◆ Dataset records

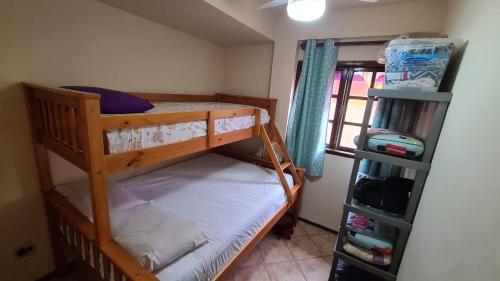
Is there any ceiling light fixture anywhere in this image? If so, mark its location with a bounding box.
[286,0,326,21]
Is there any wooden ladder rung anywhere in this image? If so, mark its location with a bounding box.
[280,162,292,171]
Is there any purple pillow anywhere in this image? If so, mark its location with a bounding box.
[61,86,154,114]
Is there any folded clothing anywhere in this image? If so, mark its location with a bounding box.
[56,180,208,271]
[111,204,208,271]
[343,242,392,265]
[346,213,397,254]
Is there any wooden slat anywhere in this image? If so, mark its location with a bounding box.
[90,245,101,276]
[102,257,111,281]
[207,111,215,148]
[101,242,158,281]
[58,105,70,146]
[130,93,217,102]
[215,93,277,122]
[68,108,78,151]
[102,111,208,129]
[213,108,255,119]
[253,108,262,137]
[104,137,208,175]
[23,83,101,99]
[113,266,122,281]
[80,99,112,247]
[271,123,302,185]
[42,136,87,171]
[260,125,293,205]
[280,161,292,171]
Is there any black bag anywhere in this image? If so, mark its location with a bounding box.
[354,177,415,214]
[332,260,383,281]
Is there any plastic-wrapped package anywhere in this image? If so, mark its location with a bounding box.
[384,38,455,92]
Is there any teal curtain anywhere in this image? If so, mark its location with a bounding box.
[286,39,338,176]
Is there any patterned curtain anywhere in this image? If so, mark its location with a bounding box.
[286,39,338,176]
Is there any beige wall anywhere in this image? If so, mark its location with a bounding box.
[224,44,273,97]
[0,0,224,281]
[204,0,274,38]
[270,1,445,229]
[398,0,500,281]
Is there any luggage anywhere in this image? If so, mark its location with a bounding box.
[384,38,455,92]
[354,129,424,158]
[343,242,392,265]
[335,260,383,281]
[346,213,397,254]
[353,177,415,214]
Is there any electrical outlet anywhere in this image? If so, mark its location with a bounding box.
[14,242,36,259]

◆ Your objective
Reproduce the items word for word, beginning at the line that contains "Is there any wooden ladder" and stopping after the final line of the items.

◆ Exercise result
Is there any wooden ladder rung anywhere in this image? If so, mark its location with a bounding box.
[280,162,292,171]
Is there any purple pillow anywhere in this image? If so, mark its location with a bounding box.
[61,86,154,114]
Is there any folded clothing anywhere in this image? If so, mark its location with a bounding box.
[56,180,208,271]
[111,204,208,271]
[343,242,392,265]
[346,213,397,254]
Is there any wooden slat anywhere in this image? If so, mark its location with a bounding box.
[90,245,101,276]
[102,257,111,281]
[207,111,215,148]
[101,242,158,281]
[58,105,70,146]
[130,93,217,102]
[215,93,277,122]
[68,108,78,151]
[102,111,208,129]
[213,108,255,119]
[253,108,262,137]
[104,137,208,175]
[23,83,101,99]
[113,266,122,281]
[80,99,112,247]
[271,123,302,185]
[42,136,87,171]
[260,125,293,205]
[280,161,292,171]
Is there any black bag anywhere in this image? If so, mark its location with a bounding box.
[354,177,415,214]
[332,260,383,281]
Is there any plastic-wrapped package anywhere in this image? If so, mark its location with a bounding box.
[384,38,455,92]
Is there any teal curtain anywhere in this image? If so, mark its location with a bounding box.
[286,39,338,176]
Is there any patterned curtain anywhere in this image? If so, mark its location with a bounding box.
[286,39,338,176]
Is there any beige wall anywhere in this image? If so, mark its location with a bounding box.
[224,44,273,97]
[0,0,224,281]
[204,0,274,38]
[270,1,445,229]
[398,0,500,281]
Is there any luggage anywhere in this image? If so, mark its location with a bounding box.
[384,38,455,92]
[354,129,424,158]
[343,242,392,265]
[335,260,383,281]
[346,213,397,254]
[353,177,415,214]
Is there any electrical outlet anywhere in this image? If so, mark its location with a bounding box.
[14,242,36,259]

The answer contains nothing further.